(Collected data)
------------

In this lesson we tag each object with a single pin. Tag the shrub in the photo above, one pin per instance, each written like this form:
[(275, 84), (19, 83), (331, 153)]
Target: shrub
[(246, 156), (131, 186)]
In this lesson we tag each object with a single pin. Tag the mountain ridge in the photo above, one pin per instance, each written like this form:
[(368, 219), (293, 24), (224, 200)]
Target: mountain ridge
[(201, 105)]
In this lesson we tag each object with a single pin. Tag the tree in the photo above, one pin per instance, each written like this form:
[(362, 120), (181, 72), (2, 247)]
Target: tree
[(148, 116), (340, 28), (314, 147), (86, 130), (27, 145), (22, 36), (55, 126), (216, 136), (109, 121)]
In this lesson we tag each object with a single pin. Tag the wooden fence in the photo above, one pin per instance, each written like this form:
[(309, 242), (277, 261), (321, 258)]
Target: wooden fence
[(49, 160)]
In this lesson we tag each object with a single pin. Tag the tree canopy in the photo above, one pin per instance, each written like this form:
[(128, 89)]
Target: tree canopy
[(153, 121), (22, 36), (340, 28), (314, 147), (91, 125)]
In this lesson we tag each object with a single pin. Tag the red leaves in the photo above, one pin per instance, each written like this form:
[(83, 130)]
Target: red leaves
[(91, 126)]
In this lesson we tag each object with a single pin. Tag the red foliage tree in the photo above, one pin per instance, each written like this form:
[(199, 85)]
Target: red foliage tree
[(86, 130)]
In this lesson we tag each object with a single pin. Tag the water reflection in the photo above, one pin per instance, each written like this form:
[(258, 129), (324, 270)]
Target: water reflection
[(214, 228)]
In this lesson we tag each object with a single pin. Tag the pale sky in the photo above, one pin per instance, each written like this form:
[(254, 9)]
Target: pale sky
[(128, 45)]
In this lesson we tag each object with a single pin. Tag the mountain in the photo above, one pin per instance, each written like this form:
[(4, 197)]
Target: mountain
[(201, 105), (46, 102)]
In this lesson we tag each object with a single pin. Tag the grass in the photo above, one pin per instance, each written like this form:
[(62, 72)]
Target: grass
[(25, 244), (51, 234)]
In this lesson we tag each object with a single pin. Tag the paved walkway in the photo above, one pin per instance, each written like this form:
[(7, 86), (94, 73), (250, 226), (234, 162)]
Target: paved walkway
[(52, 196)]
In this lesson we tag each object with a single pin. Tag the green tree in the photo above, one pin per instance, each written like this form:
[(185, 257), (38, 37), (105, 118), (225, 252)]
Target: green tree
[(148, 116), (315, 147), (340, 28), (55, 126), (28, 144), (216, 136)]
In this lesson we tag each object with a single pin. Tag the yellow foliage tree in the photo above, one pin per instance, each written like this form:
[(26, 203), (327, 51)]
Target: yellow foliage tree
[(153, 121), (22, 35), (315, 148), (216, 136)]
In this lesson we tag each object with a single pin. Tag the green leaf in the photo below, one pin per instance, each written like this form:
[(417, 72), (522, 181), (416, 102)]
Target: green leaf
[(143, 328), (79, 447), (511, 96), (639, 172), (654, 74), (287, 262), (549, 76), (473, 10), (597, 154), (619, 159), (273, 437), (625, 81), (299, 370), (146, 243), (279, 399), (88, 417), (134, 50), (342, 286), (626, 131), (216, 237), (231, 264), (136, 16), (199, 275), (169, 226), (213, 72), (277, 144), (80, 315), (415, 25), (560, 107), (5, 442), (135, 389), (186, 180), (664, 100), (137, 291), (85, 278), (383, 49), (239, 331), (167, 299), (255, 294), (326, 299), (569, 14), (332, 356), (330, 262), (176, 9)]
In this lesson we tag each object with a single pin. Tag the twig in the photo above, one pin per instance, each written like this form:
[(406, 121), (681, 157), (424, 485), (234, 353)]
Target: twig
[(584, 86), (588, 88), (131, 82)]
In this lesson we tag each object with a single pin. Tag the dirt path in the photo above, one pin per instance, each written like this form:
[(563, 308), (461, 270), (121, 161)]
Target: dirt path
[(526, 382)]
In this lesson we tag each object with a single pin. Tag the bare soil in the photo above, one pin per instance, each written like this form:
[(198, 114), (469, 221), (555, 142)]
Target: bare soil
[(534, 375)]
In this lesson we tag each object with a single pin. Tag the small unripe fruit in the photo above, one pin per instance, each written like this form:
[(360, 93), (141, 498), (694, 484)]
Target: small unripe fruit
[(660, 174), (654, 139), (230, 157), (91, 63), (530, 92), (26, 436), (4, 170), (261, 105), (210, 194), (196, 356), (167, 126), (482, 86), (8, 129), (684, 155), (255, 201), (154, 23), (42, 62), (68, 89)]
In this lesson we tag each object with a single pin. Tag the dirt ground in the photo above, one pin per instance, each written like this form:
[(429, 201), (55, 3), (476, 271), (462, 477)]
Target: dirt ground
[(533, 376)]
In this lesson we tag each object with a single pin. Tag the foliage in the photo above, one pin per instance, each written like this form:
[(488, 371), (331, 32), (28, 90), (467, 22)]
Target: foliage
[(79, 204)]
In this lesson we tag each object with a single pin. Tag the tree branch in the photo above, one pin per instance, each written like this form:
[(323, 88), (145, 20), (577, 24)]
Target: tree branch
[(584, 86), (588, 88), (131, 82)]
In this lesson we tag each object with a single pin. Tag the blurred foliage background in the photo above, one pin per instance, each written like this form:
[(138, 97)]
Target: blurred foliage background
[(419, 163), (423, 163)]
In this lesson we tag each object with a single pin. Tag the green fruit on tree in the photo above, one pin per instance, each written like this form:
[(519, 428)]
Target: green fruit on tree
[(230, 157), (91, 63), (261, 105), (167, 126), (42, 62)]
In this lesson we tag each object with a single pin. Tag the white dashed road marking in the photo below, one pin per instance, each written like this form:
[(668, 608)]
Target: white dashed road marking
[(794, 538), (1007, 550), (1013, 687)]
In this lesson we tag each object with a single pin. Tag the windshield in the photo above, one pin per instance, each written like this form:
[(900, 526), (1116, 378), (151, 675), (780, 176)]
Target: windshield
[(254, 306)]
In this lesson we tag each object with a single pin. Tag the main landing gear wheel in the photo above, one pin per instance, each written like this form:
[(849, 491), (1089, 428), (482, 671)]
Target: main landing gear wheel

------------

Your task »
Copy the rows above word for word, starting with the line containing "the mountain ridge" and going on through the line containing "[(153, 121), (22, 36), (340, 28), (314, 147), (91, 125)]", both included.

Response to this task »
In this lesson we tag each object with a single pin. Tag the mountain ridge in the photo above, one pin per instance, each written like this form:
[(368, 219), (293, 24), (224, 200)]
Target: mountain ridge
[(201, 105)]
In this lesson we tag each object with a single pin. Tag the tree in the photo above, one pin per instance, each written like this form:
[(362, 120), (181, 72), (2, 247)]
Target: tree
[(148, 116), (340, 28), (314, 147), (86, 130), (27, 145), (22, 36), (55, 126), (216, 136), (109, 121)]
In this lesson we tag each object with a single pin. Tag the wooden fence in the photo above, one pin per instance, each written like this form:
[(309, 242), (277, 261), (321, 258)]
Target: wooden fence
[(49, 160)]
In this lesson we tag each object with a single pin. Tag the tree canopy in the photo above, one pin per instance, each written like this form:
[(128, 89)]
Target: tree canopy
[(153, 121), (22, 36), (340, 28), (314, 147), (91, 125)]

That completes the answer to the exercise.